### WORK REQUEST
Please restate the records that follow word for word, omitting any images.

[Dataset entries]
◇ ◇ ◇

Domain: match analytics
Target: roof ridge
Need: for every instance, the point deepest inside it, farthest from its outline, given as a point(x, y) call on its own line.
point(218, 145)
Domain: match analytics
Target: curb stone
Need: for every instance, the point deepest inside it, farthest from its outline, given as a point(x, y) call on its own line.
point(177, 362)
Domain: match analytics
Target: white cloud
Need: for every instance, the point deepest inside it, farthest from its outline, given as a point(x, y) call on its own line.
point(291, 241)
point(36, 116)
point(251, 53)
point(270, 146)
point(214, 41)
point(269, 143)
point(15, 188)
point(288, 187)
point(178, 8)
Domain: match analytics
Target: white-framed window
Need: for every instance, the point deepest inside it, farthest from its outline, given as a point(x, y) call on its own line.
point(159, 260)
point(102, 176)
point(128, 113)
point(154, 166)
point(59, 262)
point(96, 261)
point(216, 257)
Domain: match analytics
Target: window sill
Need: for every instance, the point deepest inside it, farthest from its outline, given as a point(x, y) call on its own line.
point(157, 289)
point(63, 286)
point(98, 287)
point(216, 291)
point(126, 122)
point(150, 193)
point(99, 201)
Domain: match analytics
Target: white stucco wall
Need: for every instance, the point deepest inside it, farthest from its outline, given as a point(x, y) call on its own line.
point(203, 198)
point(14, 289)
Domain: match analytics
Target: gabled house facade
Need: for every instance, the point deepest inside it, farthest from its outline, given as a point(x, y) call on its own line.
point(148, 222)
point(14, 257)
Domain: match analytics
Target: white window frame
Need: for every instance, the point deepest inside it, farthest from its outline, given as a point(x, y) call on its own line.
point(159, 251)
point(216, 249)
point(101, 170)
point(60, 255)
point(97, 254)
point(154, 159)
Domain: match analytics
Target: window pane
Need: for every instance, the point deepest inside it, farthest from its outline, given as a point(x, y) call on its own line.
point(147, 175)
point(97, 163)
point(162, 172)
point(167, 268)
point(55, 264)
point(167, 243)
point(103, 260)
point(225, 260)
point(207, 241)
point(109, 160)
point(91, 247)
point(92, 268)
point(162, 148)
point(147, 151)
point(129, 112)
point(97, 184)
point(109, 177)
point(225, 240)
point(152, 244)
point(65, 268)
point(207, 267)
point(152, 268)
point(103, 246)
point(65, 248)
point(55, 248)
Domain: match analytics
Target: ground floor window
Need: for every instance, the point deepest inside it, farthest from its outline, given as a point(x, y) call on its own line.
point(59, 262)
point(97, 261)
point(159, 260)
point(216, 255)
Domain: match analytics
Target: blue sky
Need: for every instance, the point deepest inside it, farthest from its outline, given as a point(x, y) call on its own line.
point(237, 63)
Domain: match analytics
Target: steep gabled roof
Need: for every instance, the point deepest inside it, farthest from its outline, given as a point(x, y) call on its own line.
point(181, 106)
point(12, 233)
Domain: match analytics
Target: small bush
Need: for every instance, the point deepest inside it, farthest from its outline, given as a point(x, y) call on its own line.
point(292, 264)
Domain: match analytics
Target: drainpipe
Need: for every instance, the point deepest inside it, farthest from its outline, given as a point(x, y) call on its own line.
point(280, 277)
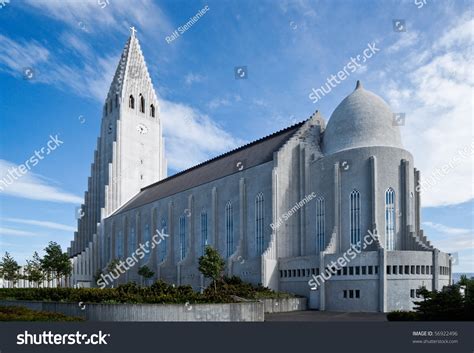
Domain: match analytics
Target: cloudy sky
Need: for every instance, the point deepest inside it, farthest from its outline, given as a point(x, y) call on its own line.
point(57, 59)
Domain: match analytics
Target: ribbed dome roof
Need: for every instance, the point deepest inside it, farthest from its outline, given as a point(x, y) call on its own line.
point(362, 119)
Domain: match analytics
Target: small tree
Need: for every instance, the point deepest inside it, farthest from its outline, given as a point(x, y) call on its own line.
point(9, 269)
point(55, 262)
point(211, 265)
point(34, 271)
point(146, 273)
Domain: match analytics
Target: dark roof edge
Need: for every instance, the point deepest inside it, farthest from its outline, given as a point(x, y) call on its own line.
point(225, 154)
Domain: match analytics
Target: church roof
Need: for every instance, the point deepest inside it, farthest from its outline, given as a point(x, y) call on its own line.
point(361, 119)
point(247, 156)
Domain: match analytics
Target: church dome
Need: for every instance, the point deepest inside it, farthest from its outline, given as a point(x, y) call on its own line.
point(362, 119)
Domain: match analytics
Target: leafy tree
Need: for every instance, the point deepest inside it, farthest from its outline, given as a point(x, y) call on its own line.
point(145, 272)
point(211, 265)
point(9, 269)
point(55, 262)
point(34, 270)
point(463, 280)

◇ ◇ ◇

### TASK RESULT
Domain: match analytics
Target: roof ridge
Need: for every instance, the point deepest inside it, farthest from its outline, given as a point(x, y) call on its own line.
point(218, 145)
Domain: match analytics
Target: curb stone
Need: for every instance, the point deepest inside it, farthest from its outline, given as a point(x, y) call on its own line.
point(177, 362)
Domain: match analytics
Target: white cloud
Need: for every instance, the point deepest inside it, farthest from its outline, given as a point(x, y) call on its own line.
point(291, 241)
point(36, 116)
point(251, 53)
point(270, 146)
point(214, 41)
point(269, 143)
point(15, 188)
point(288, 187)
point(178, 8)
Domain: match analytics
Target: white-framed window
Need: for every instance, the point deepest inside it, farthest from its outline, given as a point(x, y) call on its own line.
point(159, 260)
point(102, 176)
point(128, 113)
point(154, 166)
point(59, 262)
point(96, 261)
point(216, 257)
Domain: match analytics
Target: window sill
Need: for every instance, the point deepest inside it, farthest from its outline, given as a point(x, y) call on its own line.
point(157, 289)
point(63, 286)
point(98, 287)
point(216, 291)
point(126, 122)
point(150, 193)
point(99, 201)
Domain: match analytics
Target: white stucco wall
Need: for every instance, the point deepest inside it, farthest from its outline, given as a point(x, y) call on its own line.
point(203, 198)
point(14, 289)
Domain: match analytics
Target: gabled house facade
Need: for every instance, the point deepest inside it, farthest from its outline, given as a point(x, y) call on its own line.
point(148, 222)
point(14, 257)
Domain: match analytics
Target: white window frame
Need: for every instance, the point deepest inside it, farthest from its outline, given as a point(x, y) call on its own line.
point(159, 251)
point(216, 249)
point(101, 170)
point(60, 255)
point(97, 254)
point(154, 159)
Domain: match analytics
Target: window pane
Need: for every instance, the point deepest inside it, farthest from its outline, given as a point(x, y) call on its own line.
point(147, 175)
point(97, 163)
point(162, 172)
point(167, 268)
point(55, 264)
point(167, 243)
point(103, 260)
point(225, 260)
point(207, 241)
point(109, 160)
point(91, 247)
point(92, 268)
point(162, 148)
point(147, 151)
point(129, 112)
point(97, 184)
point(109, 177)
point(225, 240)
point(152, 244)
point(65, 268)
point(207, 267)
point(152, 268)
point(103, 246)
point(65, 248)
point(55, 248)
Domain: match analytics
Target: ground floor window
Need: for every instance, the point deepest inside it, farthest from its outline, given as a point(x, y) call on its own line.
point(59, 262)
point(97, 261)
point(159, 260)
point(216, 255)
Domain: match analytics
Target: blue sky
Need: for every instance, the point deepest inside it, farthest from its outline, given as a point(x, y) call on its own line.
point(237, 63)
Domain: match analytics
Target: steep gabled roof
Need: for every instance, the point deepest inside it, farthest from its outline, given as a point(x, y) call on its own line.
point(181, 106)
point(12, 233)
Domain: match analytics
Target: small bush
Need: for every instance, the point deepest inside it, farthest from its outline, given as a point(x, y) call on its own line.
point(292, 264)
Domain: match analytics
Target: drainpipe
Need: for every instance, the point deepest inside it, farthest from its outline, given as a point(x, y) call on its own line.
point(280, 277)
Domain: match analytics
Target: cloudy sky
Need: for every instance, the point deepest inside it, farthest from its outline, given as a point(x, y) call on its own line.
point(57, 59)
Domain: match analytics
Target: ribbed dome roof
Need: for every instance, the point deepest inside it, farthest from its outline, given as a point(x, y) call on its own line.
point(362, 119)
Domain: match analytics
Target: small tree
Need: for every instance, the point deepest inside it, farthest from its outline, given as a point(x, y) call on its own line.
point(9, 269)
point(55, 262)
point(211, 265)
point(34, 271)
point(146, 273)
Domain: match analytics
Target: dark roof edge
Need: for every instance, the point deepest inside it, farthest from its outline, given as a point(x, y) call on its own line.
point(225, 154)
Domain: match analytics
Target: church roof
Need: for every instance, the point deepest inside it, farthest from its outline, given as a point(x, y) call on its own line.
point(361, 119)
point(247, 156)
Domain: match analytics
Target: church dome
Need: for every instance, the point deepest inside it, farthest from its outline, given as a point(x, y) call on its own line.
point(362, 119)
Domain: match analytics
Target: leafy tree
Need: for every instance, the point deepest inside it, farthest from its outline, given as a point(x, y) call on its own line.
point(145, 272)
point(211, 265)
point(9, 269)
point(55, 262)
point(34, 270)
point(463, 280)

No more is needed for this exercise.